Extracted information:

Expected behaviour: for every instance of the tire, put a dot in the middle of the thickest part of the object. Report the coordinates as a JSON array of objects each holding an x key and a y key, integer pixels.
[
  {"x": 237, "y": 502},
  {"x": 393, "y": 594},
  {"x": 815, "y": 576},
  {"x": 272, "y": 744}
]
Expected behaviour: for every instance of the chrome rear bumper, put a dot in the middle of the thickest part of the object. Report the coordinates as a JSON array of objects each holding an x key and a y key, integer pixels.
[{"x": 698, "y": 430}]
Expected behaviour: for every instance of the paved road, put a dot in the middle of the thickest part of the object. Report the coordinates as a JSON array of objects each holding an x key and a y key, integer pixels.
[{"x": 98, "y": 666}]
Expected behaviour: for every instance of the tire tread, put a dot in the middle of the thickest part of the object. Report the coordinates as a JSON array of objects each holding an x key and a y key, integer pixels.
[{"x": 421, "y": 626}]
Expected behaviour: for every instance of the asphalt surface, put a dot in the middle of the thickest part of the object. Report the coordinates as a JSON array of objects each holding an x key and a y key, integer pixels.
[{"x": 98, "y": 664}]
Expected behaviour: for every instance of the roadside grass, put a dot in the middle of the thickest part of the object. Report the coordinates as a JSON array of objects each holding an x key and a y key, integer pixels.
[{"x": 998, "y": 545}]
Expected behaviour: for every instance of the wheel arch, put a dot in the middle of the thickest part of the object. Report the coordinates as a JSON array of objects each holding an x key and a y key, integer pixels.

Action item:
Repeat, word for word, every line from the line that contains "Expected behaviour: for every instance of the roadside" to the end of the entries; include both of those lines and no others.

Response to this task:
Expected behaviour: for every instance of the roadside grass, put a dot in the middle of the thickest part of the object. Report the coordinates as a JSON array of objects each holding an x key and a y key, integer pixels.
[{"x": 998, "y": 545}]
Expected behaviour: for every instance of the wheel arch, put a dot in the middle of the thickest part of the object. Report the coordinates as a JSON array of objects each holding an x key and a y key, integer pixels.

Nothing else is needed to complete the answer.